* _Exercise prompt_: Starting with the line that contains "Note: point out the checkered" and going on through the final line below, arrange those lines as a numbered list, leaving out any blank lines.

+++ Records provided +++

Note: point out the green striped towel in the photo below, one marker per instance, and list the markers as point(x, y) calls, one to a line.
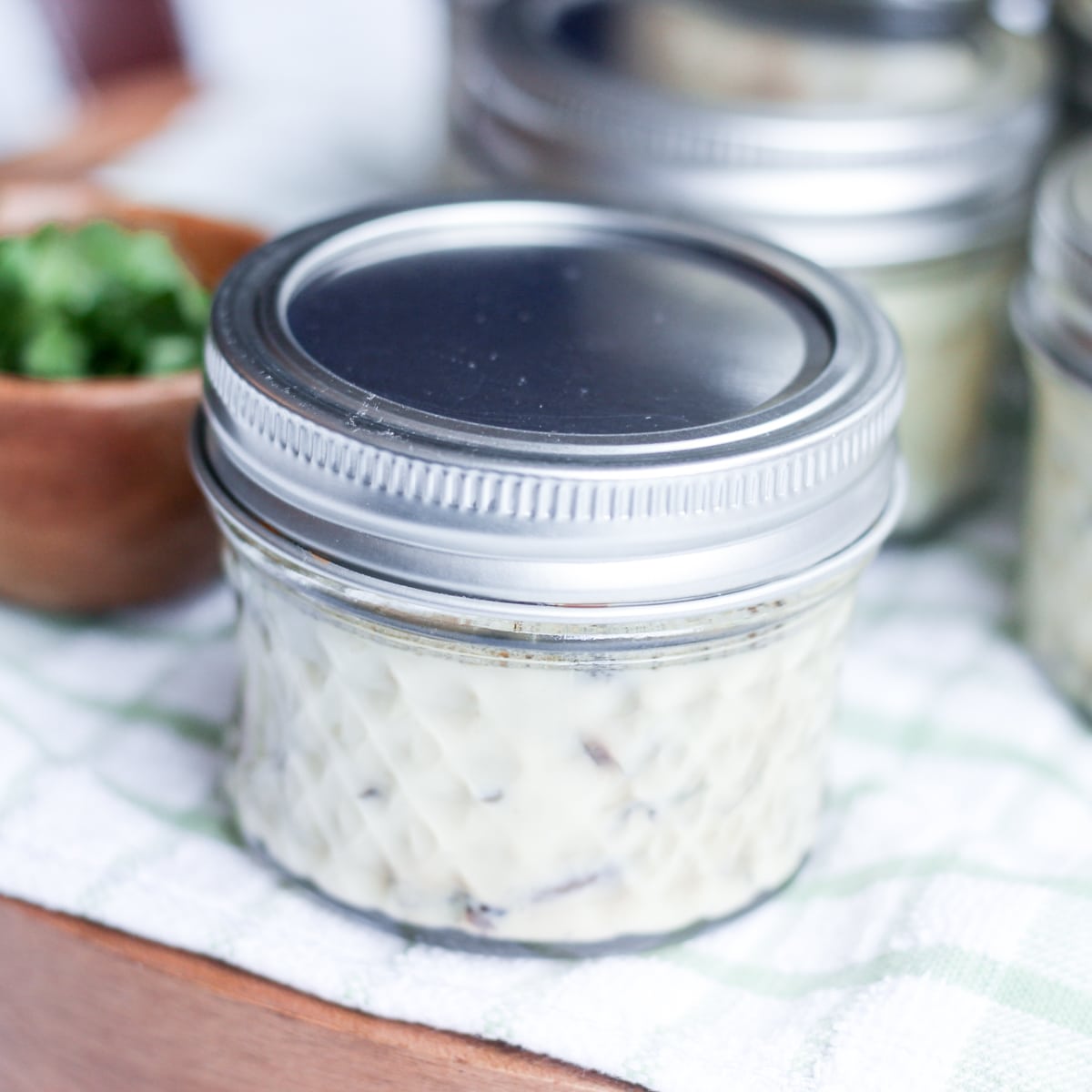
point(939, 937)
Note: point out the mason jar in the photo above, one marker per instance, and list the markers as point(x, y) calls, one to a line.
point(898, 148)
point(545, 521)
point(1074, 22)
point(1053, 315)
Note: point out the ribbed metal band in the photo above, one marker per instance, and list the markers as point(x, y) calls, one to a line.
point(519, 517)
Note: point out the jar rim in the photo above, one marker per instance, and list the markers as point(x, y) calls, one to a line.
point(775, 483)
point(873, 186)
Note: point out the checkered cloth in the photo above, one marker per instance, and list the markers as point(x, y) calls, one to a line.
point(939, 937)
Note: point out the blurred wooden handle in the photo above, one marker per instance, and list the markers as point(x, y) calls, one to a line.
point(90, 1009)
point(114, 117)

+++

* _The completed task_:
1. Note: point out the checkered cloth in the photo above, one marker per instance, and list the markers as point(x, y) calls, one to a line.
2. point(939, 937)
3. Note: point out the blurred wooden handle in the photo above, one marker per instance, and list the markers as point(x, y) calls, one to a line.
4. point(90, 1009)
5. point(114, 117)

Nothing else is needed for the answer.